------ Records

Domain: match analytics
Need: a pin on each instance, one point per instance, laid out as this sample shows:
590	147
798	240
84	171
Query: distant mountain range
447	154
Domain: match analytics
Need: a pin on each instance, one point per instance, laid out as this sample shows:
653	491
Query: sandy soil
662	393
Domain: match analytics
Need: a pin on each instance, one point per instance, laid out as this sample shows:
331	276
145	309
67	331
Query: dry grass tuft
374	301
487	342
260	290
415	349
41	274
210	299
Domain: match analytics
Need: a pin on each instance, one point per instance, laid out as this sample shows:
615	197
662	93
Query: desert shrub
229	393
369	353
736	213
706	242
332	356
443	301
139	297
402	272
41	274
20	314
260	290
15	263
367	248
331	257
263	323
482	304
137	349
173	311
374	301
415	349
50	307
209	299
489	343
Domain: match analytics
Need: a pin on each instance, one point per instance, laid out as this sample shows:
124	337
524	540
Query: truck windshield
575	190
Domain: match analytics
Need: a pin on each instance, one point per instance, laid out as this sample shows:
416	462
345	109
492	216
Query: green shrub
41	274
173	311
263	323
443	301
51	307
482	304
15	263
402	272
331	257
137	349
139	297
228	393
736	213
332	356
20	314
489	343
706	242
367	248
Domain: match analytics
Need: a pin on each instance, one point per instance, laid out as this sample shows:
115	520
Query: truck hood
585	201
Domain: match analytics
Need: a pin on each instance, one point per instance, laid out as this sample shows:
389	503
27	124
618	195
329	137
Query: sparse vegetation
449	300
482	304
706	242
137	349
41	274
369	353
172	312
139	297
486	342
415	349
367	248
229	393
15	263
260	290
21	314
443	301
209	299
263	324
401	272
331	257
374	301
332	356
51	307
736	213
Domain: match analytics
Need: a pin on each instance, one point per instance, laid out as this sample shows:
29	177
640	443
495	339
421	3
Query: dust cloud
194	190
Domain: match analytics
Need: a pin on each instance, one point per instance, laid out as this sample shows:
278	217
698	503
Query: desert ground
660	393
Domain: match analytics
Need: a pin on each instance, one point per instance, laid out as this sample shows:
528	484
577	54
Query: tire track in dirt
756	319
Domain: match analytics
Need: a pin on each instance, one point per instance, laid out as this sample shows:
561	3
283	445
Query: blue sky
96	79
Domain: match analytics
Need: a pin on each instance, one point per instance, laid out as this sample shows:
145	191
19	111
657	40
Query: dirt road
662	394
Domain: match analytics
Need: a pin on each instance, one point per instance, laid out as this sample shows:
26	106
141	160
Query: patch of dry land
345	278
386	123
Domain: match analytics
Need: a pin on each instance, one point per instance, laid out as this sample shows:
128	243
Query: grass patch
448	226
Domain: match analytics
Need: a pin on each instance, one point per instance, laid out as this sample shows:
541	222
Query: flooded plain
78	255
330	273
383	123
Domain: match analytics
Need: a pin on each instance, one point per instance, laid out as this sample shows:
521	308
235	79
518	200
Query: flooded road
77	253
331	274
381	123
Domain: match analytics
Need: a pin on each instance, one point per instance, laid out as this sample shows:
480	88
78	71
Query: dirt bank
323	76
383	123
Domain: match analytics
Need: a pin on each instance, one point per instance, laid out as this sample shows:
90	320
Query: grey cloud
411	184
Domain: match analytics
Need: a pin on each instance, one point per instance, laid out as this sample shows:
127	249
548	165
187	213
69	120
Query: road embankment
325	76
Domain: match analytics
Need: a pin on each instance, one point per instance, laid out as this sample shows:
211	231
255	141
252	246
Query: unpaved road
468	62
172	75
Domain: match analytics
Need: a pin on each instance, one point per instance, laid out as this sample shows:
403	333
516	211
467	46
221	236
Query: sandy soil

------------

**What the task asks:** Every line of the data must appear again in the answer, exactly as written.

**Response:**
Domain: match analytics
Need: a pin on each instance, one point per instance, laid out as this sample shows:
590	147
798	240
84	171
Query: distant mountain range
447	154
Domain: match analytics
Need: a pin on each instance, one point per instance, laid out as this sample shows:
653	491
Query: sandy soil
662	393
Domain: match analytics
Need: a pin on each instance, one point per instance, laid out as this sample shows:
331	276
145	309
67	331
Query: dry grass tuft
374	301
487	342
260	290
415	349
41	274
210	299
Domain: match analytics
Need: a pin on each instance, one point per instance, laid out as this sample shows:
615	197
662	93
Query: desert shrub
229	393
369	353
736	213
706	242
332	356
443	301
139	297
402	272
41	274
20	314
260	290
15	263
367	248
331	257
263	323
482	304
137	349
173	311
374	301
415	349
50	307
209	299
489	343
Domain: match analytics
Need: a pin on each instance, one point per instance, laid out as this sample shows:
124	337
524	540
Query: truck windshield
575	190
Domain: match analytics
Need: a pin on each instance, one point per instance, laid out as this sample shows:
416	462
345	109
492	216
Query: green shrub
41	274
173	311
263	323
443	301
51	307
482	304
15	263
402	272
331	257
137	349
139	297
228	393
736	213
332	356
20	314
489	343
706	242
367	248
Domain: match analytics
Need: a pin on each instance, one point per instance, laid out as this sample shows:
115	520
Query: truck hood
585	201
Domain: match analytics
Need: a pin on each instance, one point per instance, laid out as this sample shows:
389	503
27	124
618	195
329	137
Query: sparse vegetation
449	300
482	304
706	242
137	349
41	274
369	353
172	312
139	297
486	342
415	349
367	248
229	393
15	263
260	290
21	314
443	301
209	299
263	324
401	272
331	257
374	301
332	356
51	307
736	213
Domain: match analytics
Need: a pin on each instance, one point per instance, laid out as this sample shows:
29	177
640	443
495	339
421	3
Query: dust cloud
194	190
Domain: match analytics
Need: a pin on each instance, one point per instance, laid out as this sample shows:
278	217
698	503
Query: desert ground
660	393
Domain: match analytics
Need: a pin on each instance, one point per instance, laid out as this sample shows:
528	484
577	54
Query: tire track in dirt
756	319
Domain: match analytics
Need: a pin on each instance, one point per instance, laid out as this sample shows:
561	3
283	445
Query: blue sky
96	79
Domain: match analytics
Need: a pin on each instance, one point per instance, laid out as this sample shows:
145	191
19	111
657	40
Query: dirt road
662	394
Domain: match analytics
Need: a pin on each instance, one point per instance, laid out as this sample shows:
26	106
141	160
Query: patch of dry land
345	278
386	123
Domain: match analytics
Need: a pin on each instance, one point per instance, laid out as this sample shows:
128	243
Query: grass patch
448	226
Domain: match analytics
Need: a pin on each instance, one point per instance, laid out as this sample shows:
541	222
Query: flooded plain
78	255
330	273
383	123
Domain: match analytics
Need: a pin on each instance, one point per instance, laid out as this sample shows:
521	308
235	79
518	200
Query: flooded road
77	253
331	274
381	123
Domain: match analytics
Need: a pin on each instance, one point per instance, laid out as this sample shows:
480	88
78	71
Query: dirt bank
323	76
383	123
Domain: match analytics
Need: a pin on each instance, one point per instance, laid out as this sample shows:
90	320
Query: grey cloud
411	184
Domain: match analytics
Need: a pin on each instance, one point per instance, laid out as this sample shows:
127	249
548	165
187	213
69	120
Query: road embankment
325	76
Domain: match analytics
Need: a pin on each instance, one point per instance, laid out as this sample shows:
211	231
255	141
252	246
Query: unpaved road
468	62
172	75
Domain: match analytics
Need: a pin on each instance, one point per instance, laid out as this sample shows:
403	333
516	211
467	46
221	236
Query: sandy soil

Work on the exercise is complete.